## Text
Although die casting lubricant is continuously exposed to changing pressures and velocities and differing degrees of wear, a dynamic equilibrium – and, therefore, realistic data – may be attained through careful control.
Excerpt from the May 2018 Issue of Gear Solutions by K.D. Clarke and C.J. Van Tyne
Both hot- and cold-chamber die casting are batch-type processes in which steady-state conditions are never fully achieved and the initial lubricant supply must perform adequately for the duration of the operation. The lubricant is continuously exposed to changing pressures and velocities, and wear or pickup products in the lubricant also continuously vary, although a dynamic equilibrium may be attained through careful control. The absence of steady-state conditions creates challenges for the systematic analysis of lubrication and wear in forging processes.
In many ways, various forging processes are competitive with one another, and the competitive position of each is greatly influenced by the lubrication system employed. Thus, hot forging followed by finish machining may be replaced by cold forging, with all the associated advantages, provided that a suitable lubricant can be found. Indeed, economy of production has often been the major impetus for the development of new forging processes and associated lubrication techniques.
In forging steels, die life is often controlled by abrasive wear. Thus, die wear and die life are often thought to be synonymous. However, there are other mechanisms by which dies are rendered unusable, including plastic deformation and fatigue failures, induced both thermally and mechanically. If the loads are high or the dies relatively soft, plastic deformation of the dies may occur, making it impossible to impart the desired shape to the workpiece. Thermal fatigue, or thermal cycling, gives rise to superficial cracks often known as heat checks. Analogous with thermally induced cracking is mechanical fatigue, or cracking, that results from the cyclic application of the forging loads. Although it is not unusual for several of these mechanisms to contribute to die failure, abrasive wear is common to almost all dies and is a significant factor when considering die life for a given process.

## Information shown
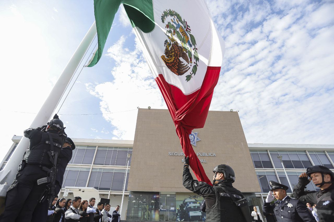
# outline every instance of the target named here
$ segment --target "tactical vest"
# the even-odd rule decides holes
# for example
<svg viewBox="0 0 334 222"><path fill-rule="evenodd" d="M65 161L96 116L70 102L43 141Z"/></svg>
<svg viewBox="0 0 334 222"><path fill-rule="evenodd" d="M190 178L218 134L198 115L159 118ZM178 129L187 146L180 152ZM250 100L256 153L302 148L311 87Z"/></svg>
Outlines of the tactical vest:
<svg viewBox="0 0 334 222"><path fill-rule="evenodd" d="M216 203L212 206L212 209L206 208L206 221L245 222L240 208L236 206L227 194L219 186L213 186L213 188L216 194ZM236 194L234 195L234 196L237 200L243 198L243 197Z"/></svg>
<svg viewBox="0 0 334 222"><path fill-rule="evenodd" d="M53 151L51 152L51 142L49 134L52 138L53 143ZM62 139L58 134L42 132L42 139L39 143L26 151L23 159L26 163L38 164L47 167L51 168L53 161L50 155L53 155L55 152L59 153L62 146Z"/></svg>
<svg viewBox="0 0 334 222"><path fill-rule="evenodd" d="M334 188L328 190L317 200L316 209L320 222L334 221L334 201L331 197L332 192L334 192Z"/></svg>
<svg viewBox="0 0 334 222"><path fill-rule="evenodd" d="M74 210L73 210L72 209L72 208L70 208L68 210L71 210L72 212L75 214L78 214L76 213L76 212L75 212L75 211ZM78 222L78 221L79 221L78 219L74 220L74 219L71 219L71 218L69 218L69 219L65 219L65 222Z"/></svg>

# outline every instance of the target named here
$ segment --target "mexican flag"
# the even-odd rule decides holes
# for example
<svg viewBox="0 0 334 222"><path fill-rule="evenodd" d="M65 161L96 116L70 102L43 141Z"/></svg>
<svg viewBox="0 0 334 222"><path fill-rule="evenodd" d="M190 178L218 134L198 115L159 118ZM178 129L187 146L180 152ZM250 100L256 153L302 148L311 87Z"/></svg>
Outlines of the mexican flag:
<svg viewBox="0 0 334 222"><path fill-rule="evenodd" d="M99 46L89 67L101 57L121 4L190 167L199 180L211 184L189 138L192 130L204 126L224 54L224 41L207 7L204 0L95 0Z"/></svg>

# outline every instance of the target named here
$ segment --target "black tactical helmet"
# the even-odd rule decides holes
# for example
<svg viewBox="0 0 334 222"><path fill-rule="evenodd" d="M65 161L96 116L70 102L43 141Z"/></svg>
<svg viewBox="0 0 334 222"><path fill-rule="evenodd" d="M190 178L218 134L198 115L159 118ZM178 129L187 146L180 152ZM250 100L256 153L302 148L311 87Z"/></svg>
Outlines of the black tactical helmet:
<svg viewBox="0 0 334 222"><path fill-rule="evenodd" d="M74 143L71 138L69 137L66 137L66 139L65 140L65 143L67 143L71 145L71 148L72 148L72 150L74 150L75 148L75 145L74 144Z"/></svg>
<svg viewBox="0 0 334 222"><path fill-rule="evenodd" d="M334 181L334 173L326 167L320 165L316 165L310 166L306 169L306 174L310 177L311 177L311 174L317 172L321 173L322 174L329 174L331 175L331 180ZM322 179L323 180L323 176Z"/></svg>
<svg viewBox="0 0 334 222"><path fill-rule="evenodd" d="M235 180L235 176L234 176L234 171L232 167L225 164L220 164L215 167L212 170L215 173L222 173L225 177L225 180L229 180L232 183L234 182Z"/></svg>
<svg viewBox="0 0 334 222"><path fill-rule="evenodd" d="M64 124L62 121L59 119L54 119L47 123L47 125L53 128L56 128L59 131L63 130Z"/></svg>

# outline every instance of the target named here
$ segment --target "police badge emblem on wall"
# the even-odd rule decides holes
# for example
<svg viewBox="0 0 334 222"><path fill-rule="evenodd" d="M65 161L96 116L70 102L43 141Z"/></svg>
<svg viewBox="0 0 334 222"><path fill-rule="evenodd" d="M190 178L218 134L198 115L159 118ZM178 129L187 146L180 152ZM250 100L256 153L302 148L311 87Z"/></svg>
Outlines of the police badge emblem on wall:
<svg viewBox="0 0 334 222"><path fill-rule="evenodd" d="M192 132L191 133L189 134L189 139L190 139L190 143L191 144L191 145L193 145L195 146L196 146L196 142L201 140L201 139L197 137L197 134L198 133L197 132L194 133Z"/></svg>

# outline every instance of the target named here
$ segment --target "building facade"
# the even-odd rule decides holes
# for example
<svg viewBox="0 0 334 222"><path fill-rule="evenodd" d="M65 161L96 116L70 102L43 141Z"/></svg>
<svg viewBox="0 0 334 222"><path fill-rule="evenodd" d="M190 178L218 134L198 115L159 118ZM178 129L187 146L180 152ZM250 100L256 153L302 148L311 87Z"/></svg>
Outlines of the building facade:
<svg viewBox="0 0 334 222"><path fill-rule="evenodd" d="M204 127L194 129L190 137L208 178L212 178L215 166L229 165L235 173L233 186L246 197L249 205L257 206L261 212L269 180L288 186L291 192L308 167L321 165L334 171L334 145L247 144L237 112L209 111ZM13 137L13 145L1 166L21 138ZM109 199L112 207L120 205L126 179L122 219L182 220L178 213L181 208L187 212L183 216L187 220L202 221L204 218L199 209L202 198L182 186L184 154L167 110L139 109L134 141L73 141L77 147L60 196L66 189L68 198L72 198L73 194L85 188L87 193L87 188L92 187L98 193L95 197L97 201ZM132 156L126 178L129 154ZM312 183L307 188L318 189Z"/></svg>

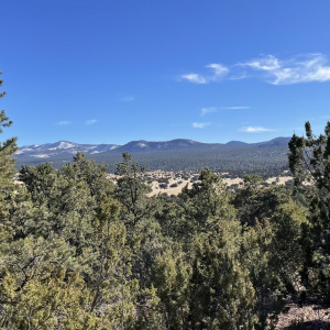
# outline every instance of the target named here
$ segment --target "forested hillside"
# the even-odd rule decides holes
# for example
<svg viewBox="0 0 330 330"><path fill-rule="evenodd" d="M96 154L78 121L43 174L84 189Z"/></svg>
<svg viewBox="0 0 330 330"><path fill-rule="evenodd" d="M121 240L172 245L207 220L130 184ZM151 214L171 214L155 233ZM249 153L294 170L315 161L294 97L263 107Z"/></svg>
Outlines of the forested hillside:
<svg viewBox="0 0 330 330"><path fill-rule="evenodd" d="M306 136L289 142L294 190L255 174L233 194L205 168L178 197L147 197L128 153L117 185L82 153L59 170L25 165L15 184L4 141L1 329L265 329L288 302L326 306L330 122Z"/></svg>
<svg viewBox="0 0 330 330"><path fill-rule="evenodd" d="M288 169L287 138L260 143L229 142L200 143L177 139L167 142L133 141L125 145L77 144L67 141L21 147L15 154L16 168L48 162L55 168L72 162L73 155L84 152L90 160L108 165L116 172L116 164L123 152L129 152L146 170L201 170L229 172L233 176L258 173L263 177L278 176Z"/></svg>

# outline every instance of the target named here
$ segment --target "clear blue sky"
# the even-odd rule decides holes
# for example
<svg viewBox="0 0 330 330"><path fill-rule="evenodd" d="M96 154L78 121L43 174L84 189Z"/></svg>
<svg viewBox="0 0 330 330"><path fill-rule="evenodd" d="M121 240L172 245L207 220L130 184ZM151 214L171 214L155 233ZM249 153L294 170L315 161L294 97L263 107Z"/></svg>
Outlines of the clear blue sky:
<svg viewBox="0 0 330 330"><path fill-rule="evenodd" d="M329 15L329 0L3 0L4 136L256 142L307 120L320 132Z"/></svg>

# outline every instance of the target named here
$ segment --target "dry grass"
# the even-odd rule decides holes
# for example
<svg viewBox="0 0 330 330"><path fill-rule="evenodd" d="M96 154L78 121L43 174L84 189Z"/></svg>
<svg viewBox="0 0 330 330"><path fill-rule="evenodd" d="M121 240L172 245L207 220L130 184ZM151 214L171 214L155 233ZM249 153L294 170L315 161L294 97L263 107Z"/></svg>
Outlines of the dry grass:
<svg viewBox="0 0 330 330"><path fill-rule="evenodd" d="M226 175L228 173L222 173L222 175ZM198 176L198 173L174 173L174 172L164 172L164 170L154 170L154 172L147 172L146 176L151 178L152 183L152 193L148 196L155 196L158 194L167 194L167 195L178 195L182 189L188 185L188 188L191 188L194 180L191 180L194 177ZM118 176L114 174L109 174L108 178L116 183L118 179ZM166 188L161 188L158 183L160 178L167 178L168 184ZM276 185L284 185L286 182L293 179L290 176L280 176L278 178L271 177L266 180L267 184L275 183ZM232 185L240 185L242 183L242 178L235 177L235 178L223 178L223 182L230 187ZM172 185L175 185L176 187L170 187Z"/></svg>

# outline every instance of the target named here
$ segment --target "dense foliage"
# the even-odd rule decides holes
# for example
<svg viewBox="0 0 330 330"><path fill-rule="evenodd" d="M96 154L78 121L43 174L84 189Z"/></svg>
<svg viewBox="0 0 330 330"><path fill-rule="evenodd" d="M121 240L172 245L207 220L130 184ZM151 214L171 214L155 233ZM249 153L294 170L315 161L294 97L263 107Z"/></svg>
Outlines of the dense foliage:
<svg viewBox="0 0 330 330"><path fill-rule="evenodd" d="M117 185L81 153L15 183L6 141L1 329L265 329L287 301L329 302L330 123L306 129L289 144L295 190L248 175L234 194L205 168L178 197L148 197L127 153Z"/></svg>

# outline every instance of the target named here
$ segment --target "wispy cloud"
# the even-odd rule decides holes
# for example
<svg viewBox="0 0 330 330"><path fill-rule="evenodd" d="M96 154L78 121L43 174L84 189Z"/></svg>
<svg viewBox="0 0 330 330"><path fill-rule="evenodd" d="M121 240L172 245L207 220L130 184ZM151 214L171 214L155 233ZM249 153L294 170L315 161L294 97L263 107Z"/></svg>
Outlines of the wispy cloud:
<svg viewBox="0 0 330 330"><path fill-rule="evenodd" d="M251 109L251 107L222 107L221 110L248 110Z"/></svg>
<svg viewBox="0 0 330 330"><path fill-rule="evenodd" d="M262 132L271 132L274 130L262 128L262 127L248 127L248 128L242 128L240 131L246 133L262 133Z"/></svg>
<svg viewBox="0 0 330 330"><path fill-rule="evenodd" d="M133 102L135 101L135 97L134 96L125 96L123 98L120 99L123 102Z"/></svg>
<svg viewBox="0 0 330 330"><path fill-rule="evenodd" d="M200 116L205 117L207 113L212 113L212 112L217 112L217 111L218 111L217 107L201 108Z"/></svg>
<svg viewBox="0 0 330 330"><path fill-rule="evenodd" d="M211 123L210 122L193 122L193 128L194 129L205 129L206 127L209 127Z"/></svg>
<svg viewBox="0 0 330 330"><path fill-rule="evenodd" d="M209 108L201 108L200 116L205 117L207 113L217 112L218 110L248 110L251 107L209 107Z"/></svg>
<svg viewBox="0 0 330 330"><path fill-rule="evenodd" d="M67 120L62 120L62 121L58 121L57 122L57 124L59 125L59 127L65 127L65 125L68 125L70 122L69 121L67 121Z"/></svg>
<svg viewBox="0 0 330 330"><path fill-rule="evenodd" d="M240 65L264 72L266 80L273 85L330 80L330 66L322 54L305 54L289 59L267 55Z"/></svg>
<svg viewBox="0 0 330 330"><path fill-rule="evenodd" d="M330 80L330 64L323 54L300 54L289 58L264 55L232 65L209 64L211 74L190 73L180 80L195 84L210 84L222 79L240 80L258 77L272 85L293 85Z"/></svg>
<svg viewBox="0 0 330 330"><path fill-rule="evenodd" d="M86 124L87 125L91 125L91 124L94 124L94 123L96 123L97 122L97 120L96 119L89 119L89 120L86 120Z"/></svg>
<svg viewBox="0 0 330 330"><path fill-rule="evenodd" d="M180 76L180 80L187 80L194 84L209 84L212 81L221 80L228 73L229 68L223 66L222 64L208 64L207 68L211 69L211 74L209 75L200 75L200 74L186 74Z"/></svg>

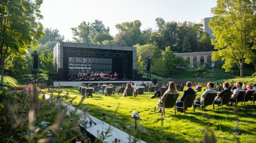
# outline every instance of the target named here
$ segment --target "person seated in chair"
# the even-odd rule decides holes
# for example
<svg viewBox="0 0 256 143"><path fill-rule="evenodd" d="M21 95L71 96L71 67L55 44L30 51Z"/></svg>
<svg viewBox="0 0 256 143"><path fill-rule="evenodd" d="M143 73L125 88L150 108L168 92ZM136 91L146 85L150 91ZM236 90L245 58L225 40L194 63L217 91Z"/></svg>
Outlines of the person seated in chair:
<svg viewBox="0 0 256 143"><path fill-rule="evenodd" d="M202 87L201 83L200 83L200 82L199 82L196 86L196 89L195 89L196 93L198 91L198 89L199 88L199 87Z"/></svg>
<svg viewBox="0 0 256 143"><path fill-rule="evenodd" d="M224 94L226 93L231 93L231 91L229 89L229 83L227 82L223 83L223 89L222 91L215 97L214 99L214 104L221 104L221 98L223 96Z"/></svg>
<svg viewBox="0 0 256 143"><path fill-rule="evenodd" d="M243 83L242 82L236 82L235 85L236 85L236 89L234 89L234 92L232 95L231 95L230 100L229 100L232 102L236 102L236 98L240 92L245 91L245 90L242 88L242 86L243 85Z"/></svg>
<svg viewBox="0 0 256 143"><path fill-rule="evenodd" d="M138 95L138 89L139 88L144 88L144 87L143 86L143 85L142 85L142 83L140 83L140 85L137 85L137 86L135 86L134 87L134 97L137 97L137 95Z"/></svg>
<svg viewBox="0 0 256 143"><path fill-rule="evenodd" d="M150 98L150 99L153 99L153 98L155 98L155 97L161 97L161 90L162 90L162 88L166 88L166 87L165 86L165 84L163 84L163 85L162 85L162 86L161 88L159 88L159 89L158 91L156 91L156 92L155 92L154 95L153 95L153 96Z"/></svg>
<svg viewBox="0 0 256 143"><path fill-rule="evenodd" d="M203 100L208 94L216 94L217 91L214 90L214 83L213 83L213 82L208 82L207 83L208 89L203 92L201 98L198 98L195 101L195 103L202 105L203 104ZM195 107L196 108L196 106L195 106Z"/></svg>
<svg viewBox="0 0 256 143"><path fill-rule="evenodd" d="M176 89L176 85L175 82L171 82L168 86L168 89L165 91L164 94L163 96L161 98L158 98L158 103L156 105L158 106L163 106L165 104L165 98L168 96L168 94L178 94L178 91ZM160 108L160 110L158 111L158 113L162 113L162 109Z"/></svg>
<svg viewBox="0 0 256 143"><path fill-rule="evenodd" d="M113 88L113 85L110 83L109 86L107 86L104 89L104 94L105 94L105 96L107 96L107 88Z"/></svg>
<svg viewBox="0 0 256 143"><path fill-rule="evenodd" d="M127 97L127 89L132 89L132 86L131 86L131 84L129 83L127 83L127 87L125 89L125 91L124 91L123 94L123 98L125 98L125 97Z"/></svg>
<svg viewBox="0 0 256 143"><path fill-rule="evenodd" d="M194 89L192 89L192 83L191 82L187 82L186 83L186 86L187 86L187 89L186 91L183 91L183 94L180 98L180 100L177 100L176 101L176 105L180 107L183 107L183 102L185 100L186 97L187 95L191 95L191 94L196 94L196 92L194 91ZM180 112L183 112L183 109L182 108L177 108L177 111ZM185 108L186 110L186 108Z"/></svg>
<svg viewBox="0 0 256 143"><path fill-rule="evenodd" d="M125 85L122 84L122 85L120 85L118 88L116 89L116 92L118 92L118 94L121 93L121 88L125 88Z"/></svg>

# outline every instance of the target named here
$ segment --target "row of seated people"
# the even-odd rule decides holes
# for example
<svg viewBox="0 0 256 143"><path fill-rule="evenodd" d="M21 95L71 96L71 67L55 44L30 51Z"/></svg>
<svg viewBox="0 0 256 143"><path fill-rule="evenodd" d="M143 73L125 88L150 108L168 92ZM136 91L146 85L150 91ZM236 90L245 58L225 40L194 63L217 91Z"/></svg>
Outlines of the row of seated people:
<svg viewBox="0 0 256 143"><path fill-rule="evenodd" d="M114 75L112 75L111 74L108 73L104 73L103 72L101 73L94 73L93 72L91 72L91 73L81 73L79 72L77 74L78 79L81 80L81 79L85 79L87 80L97 80L99 79L100 78L110 78L112 79L112 77L114 78L118 78L118 74L116 72L114 73Z"/></svg>
<svg viewBox="0 0 256 143"><path fill-rule="evenodd" d="M214 95L214 98L213 98L213 101L212 101L212 104L220 105L221 103L221 98L223 97L223 95L226 93L231 93L230 94L230 97L229 98L229 102L236 102L236 98L238 97L239 93L244 92L244 96L248 96L249 100L254 100L252 99L253 98L252 95L255 95L256 94L256 83L252 85L249 85L246 86L246 91L242 88L242 82L236 82L235 84L235 86L236 89L235 89L233 91L230 91L229 89L229 83L227 82L223 83L223 90L221 91L218 95L215 89L214 89L214 84L212 82L209 82L207 83L207 89L206 89L203 94L202 94L201 98L198 98L195 99L194 101L195 105L203 105L204 100L208 94L213 94L217 96ZM187 95L196 95L196 91L192 89L192 84L190 82L187 82L186 83L187 89L183 93L183 95L180 99L177 100L176 101L175 105L179 107L183 107L183 102ZM233 91L233 92L232 92ZM251 92L251 94L249 94L249 92ZM162 107L164 104L164 101L165 101L165 98L166 98L168 94L178 94L178 90L176 88L175 84L174 82L171 82L168 86L168 89L164 93L163 96L158 99L158 103L156 106L158 107ZM251 99L250 99L251 98ZM253 101L254 102L255 101ZM195 108L196 108L198 105L195 105ZM205 107L203 107L205 108ZM185 108L185 110L186 110ZM183 112L183 109L182 108L178 108L178 111ZM162 108L160 108L160 110L158 111L159 113L161 113Z"/></svg>

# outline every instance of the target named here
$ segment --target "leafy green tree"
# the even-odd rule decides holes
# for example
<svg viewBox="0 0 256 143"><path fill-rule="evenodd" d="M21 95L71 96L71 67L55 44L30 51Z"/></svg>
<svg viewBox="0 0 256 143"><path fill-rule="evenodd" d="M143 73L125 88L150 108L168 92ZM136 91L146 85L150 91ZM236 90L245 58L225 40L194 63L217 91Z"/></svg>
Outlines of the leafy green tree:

## Given task
Update the die lubrication text from "Although die casting" up to and including "in forging processes.", changing "lubricant" to "release agent" throughout that span.

## Exercise result
Although die casting release agent is continuously exposed to changing pressures and velocities and differing degrees of wear, a dynamic equilibrium – and, therefore, realistic data – may be attained through careful control.
Excerpt from the May 2018 Issue of Gear Solutions by K.D. Clarke and C.J. Van Tyne
Both hot- and cold-chamber die casting are batch-type processes in which steady-state conditions are never fully achieved and the initial release agent supply must perform adequately for the duration of the operation. The release agent is continuously exposed to changing pressures and velocities, and wear or pickup products in the release agent also continuously vary, although a dynamic equilibrium may be attained through careful control. The absence of steady-state conditions creates challenges for the systematic analysis of lubrication and wear in forging processes.